Exercise text –
▼

There is something that happens with desire when it has no safe place to land.
Not an absence of desire. You still feel it. But somewhere along the way it became clear that wanting things for yourself was either too much, too disruptive, or simply not how things worked in the family you grew up in. So the wanting went somewhere else.
It became responsibility.
The person who takes care of everyone. Who stays late, shows up, anticipates what others need before they need it. Who manages the emotional temperature of rooms. Who has become, over time, functionally indispensable. There is real satisfaction in this. Being needed is a version of being wanted. And if you are useful enough, your place in people’s lives feels secure in a way that does not depend on the more uncertain territory of being wanted for your own sake.
The problem is that it is not the same thing.
Desire gets domesticated. The raw wanting that cannot be satisfied, that is inherently excessive, that does not know precisely what it wants, becomes too much to carry. It is easier to become the person who provides for other people’s desire than to sustain your own. Responsibility is desire that has found an acceptable form.

▲

Finish out the passage on desire turning into responsibility, picking up after its last sentence. The lines after this point come from a different source than the passage above.

The data –

▼

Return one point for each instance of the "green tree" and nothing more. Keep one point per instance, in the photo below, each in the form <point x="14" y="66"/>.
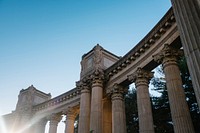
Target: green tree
<point x="160" y="104"/>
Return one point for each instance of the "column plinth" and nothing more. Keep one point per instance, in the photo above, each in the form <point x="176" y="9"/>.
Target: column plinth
<point x="84" y="116"/>
<point x="188" y="21"/>
<point x="70" y="119"/>
<point x="141" y="79"/>
<point x="96" y="102"/>
<point x="118" y="110"/>
<point x="54" y="120"/>
<point x="179" y="109"/>
<point x="40" y="126"/>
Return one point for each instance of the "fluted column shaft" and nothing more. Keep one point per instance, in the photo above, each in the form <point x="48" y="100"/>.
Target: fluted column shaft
<point x="179" y="109"/>
<point x="188" y="20"/>
<point x="118" y="110"/>
<point x="141" y="78"/>
<point x="84" y="116"/>
<point x="96" y="107"/>
<point x="40" y="126"/>
<point x="54" y="120"/>
<point x="69" y="123"/>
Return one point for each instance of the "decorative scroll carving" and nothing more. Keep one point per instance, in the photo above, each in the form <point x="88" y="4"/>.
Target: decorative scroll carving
<point x="117" y="92"/>
<point x="97" y="76"/>
<point x="83" y="84"/>
<point x="98" y="57"/>
<point x="139" y="75"/>
<point x="168" y="54"/>
<point x="55" y="118"/>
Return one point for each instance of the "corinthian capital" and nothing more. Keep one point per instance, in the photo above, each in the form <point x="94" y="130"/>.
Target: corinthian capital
<point x="55" y="118"/>
<point x="97" y="76"/>
<point x="168" y="53"/>
<point x="140" y="74"/>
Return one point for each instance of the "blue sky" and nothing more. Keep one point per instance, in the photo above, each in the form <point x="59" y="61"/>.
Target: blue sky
<point x="42" y="41"/>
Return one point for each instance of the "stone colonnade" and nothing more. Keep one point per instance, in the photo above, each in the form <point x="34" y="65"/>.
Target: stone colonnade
<point x="54" y="119"/>
<point x="180" y="113"/>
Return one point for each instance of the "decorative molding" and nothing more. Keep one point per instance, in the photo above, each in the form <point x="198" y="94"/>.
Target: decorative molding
<point x="151" y="38"/>
<point x="140" y="76"/>
<point x="168" y="54"/>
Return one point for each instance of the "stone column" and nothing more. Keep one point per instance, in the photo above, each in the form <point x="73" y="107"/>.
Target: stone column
<point x="40" y="126"/>
<point x="107" y="115"/>
<point x="141" y="78"/>
<point x="188" y="20"/>
<point x="118" y="110"/>
<point x="70" y="118"/>
<point x="179" y="109"/>
<point x="54" y="120"/>
<point x="96" y="102"/>
<point x="84" y="116"/>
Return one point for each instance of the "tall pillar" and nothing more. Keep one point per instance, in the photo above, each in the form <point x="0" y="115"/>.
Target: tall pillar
<point x="40" y="126"/>
<point x="118" y="110"/>
<point x="188" y="20"/>
<point x="96" y="102"/>
<point x="70" y="118"/>
<point x="141" y="78"/>
<point x="107" y="115"/>
<point x="84" y="116"/>
<point x="179" y="109"/>
<point x="54" y="120"/>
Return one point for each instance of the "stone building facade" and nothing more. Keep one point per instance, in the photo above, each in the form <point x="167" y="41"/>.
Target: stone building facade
<point x="98" y="97"/>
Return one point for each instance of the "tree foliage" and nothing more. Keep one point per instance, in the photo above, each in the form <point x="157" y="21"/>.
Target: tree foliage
<point x="160" y="104"/>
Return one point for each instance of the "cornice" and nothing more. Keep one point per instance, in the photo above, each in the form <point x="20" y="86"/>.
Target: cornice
<point x="57" y="100"/>
<point x="157" y="32"/>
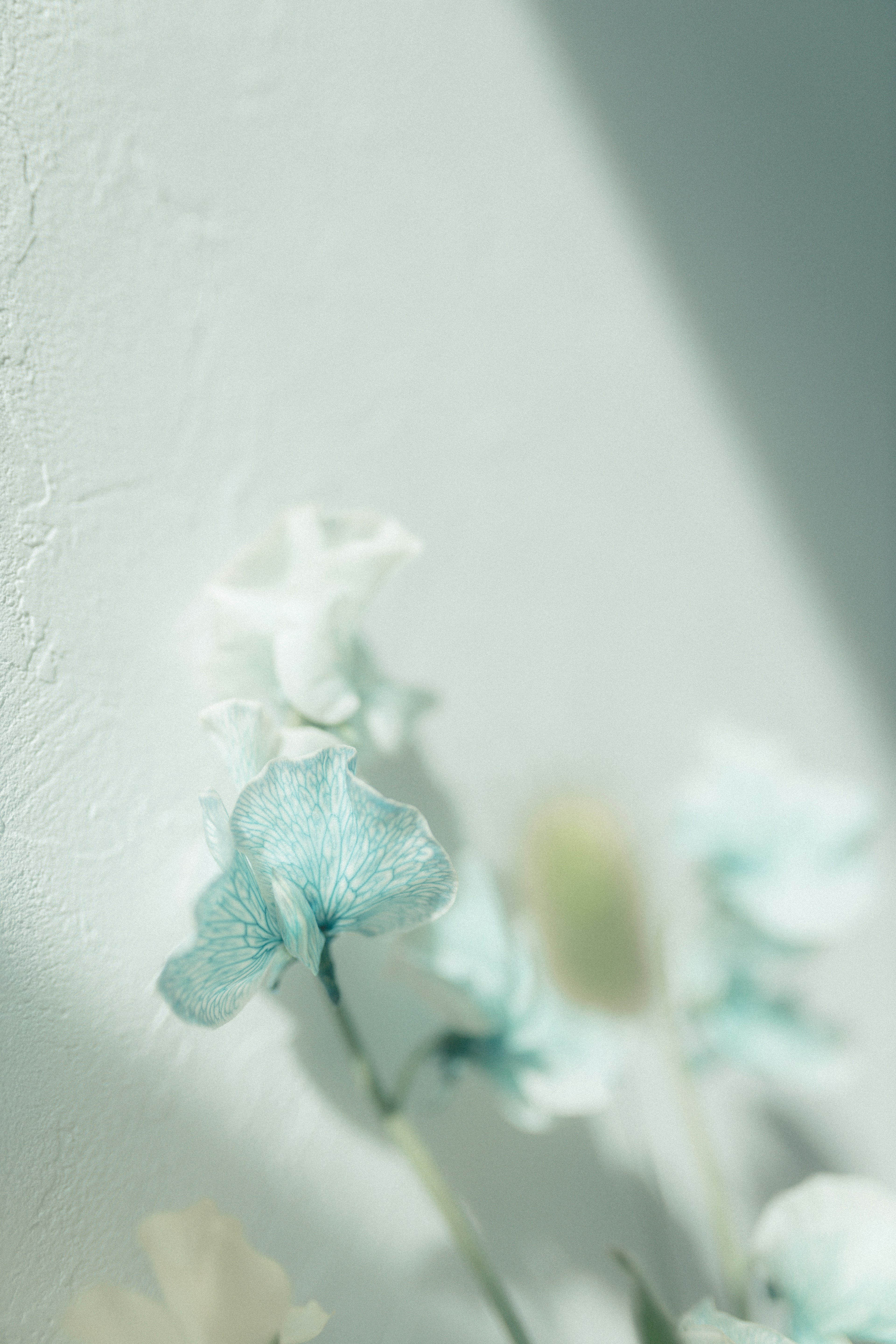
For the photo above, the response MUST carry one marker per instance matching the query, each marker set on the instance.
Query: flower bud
(581, 886)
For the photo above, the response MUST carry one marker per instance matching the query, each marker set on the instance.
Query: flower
(281, 624)
(217, 1291)
(827, 1252)
(547, 1057)
(308, 853)
(786, 868)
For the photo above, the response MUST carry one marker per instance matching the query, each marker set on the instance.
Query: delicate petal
(582, 890)
(828, 1248)
(217, 826)
(244, 734)
(365, 863)
(770, 1037)
(221, 1289)
(304, 1323)
(703, 1324)
(238, 949)
(785, 849)
(298, 924)
(108, 1315)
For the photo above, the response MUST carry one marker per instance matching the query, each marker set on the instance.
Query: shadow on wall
(760, 144)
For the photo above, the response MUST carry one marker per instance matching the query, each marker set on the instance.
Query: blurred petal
(217, 826)
(238, 949)
(221, 1289)
(109, 1315)
(304, 1323)
(365, 863)
(244, 734)
(828, 1248)
(584, 893)
(703, 1324)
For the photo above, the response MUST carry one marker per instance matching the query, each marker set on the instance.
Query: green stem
(405, 1136)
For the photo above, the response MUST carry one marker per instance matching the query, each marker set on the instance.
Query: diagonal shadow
(760, 144)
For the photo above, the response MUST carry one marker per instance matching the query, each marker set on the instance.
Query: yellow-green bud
(581, 886)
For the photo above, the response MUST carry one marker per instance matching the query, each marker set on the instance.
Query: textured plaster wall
(358, 253)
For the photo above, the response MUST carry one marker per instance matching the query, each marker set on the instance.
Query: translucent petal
(244, 734)
(703, 1324)
(238, 949)
(217, 826)
(221, 1289)
(108, 1315)
(304, 1323)
(828, 1248)
(298, 924)
(365, 863)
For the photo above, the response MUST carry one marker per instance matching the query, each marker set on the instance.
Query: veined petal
(244, 734)
(298, 924)
(828, 1246)
(238, 951)
(217, 827)
(365, 863)
(108, 1315)
(304, 1323)
(221, 1289)
(703, 1324)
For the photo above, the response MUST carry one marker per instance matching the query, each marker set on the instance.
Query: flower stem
(404, 1135)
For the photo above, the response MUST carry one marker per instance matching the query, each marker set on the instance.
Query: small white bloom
(217, 1291)
(281, 624)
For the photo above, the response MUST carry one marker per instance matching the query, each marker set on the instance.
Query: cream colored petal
(221, 1289)
(108, 1315)
(304, 1323)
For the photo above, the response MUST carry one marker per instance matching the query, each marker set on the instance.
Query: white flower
(217, 1291)
(281, 624)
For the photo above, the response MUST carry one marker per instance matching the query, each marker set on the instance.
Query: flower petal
(304, 1323)
(828, 1246)
(703, 1324)
(365, 863)
(298, 924)
(244, 734)
(238, 951)
(221, 1289)
(217, 827)
(108, 1315)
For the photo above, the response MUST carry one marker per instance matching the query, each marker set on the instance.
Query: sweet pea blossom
(547, 1057)
(281, 624)
(308, 853)
(217, 1291)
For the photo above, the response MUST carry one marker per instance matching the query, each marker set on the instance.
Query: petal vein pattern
(362, 862)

▲

Answer area –
And at some point in therapy, the question arrives. Not as an accusation. As a genuine inquiry. What do you want? Not what you can be for others. Not what would make sense to want, given who you are and the life you have built. What do you actually want.
For many people, this question produces something close to blankness. The wanting that was once there has been so thoroughly rerouted that it is hard to find.
The over-responsible person is not selfless. They are someone whose desire has not been able to be direct. The capacity is still there. What it needs is a space where it does not have to be justified, useful, or in service of someone else.
What looks like selflessness often has desire underneath it. Not a bad thing. Just a thing that has not been allowed to be itself.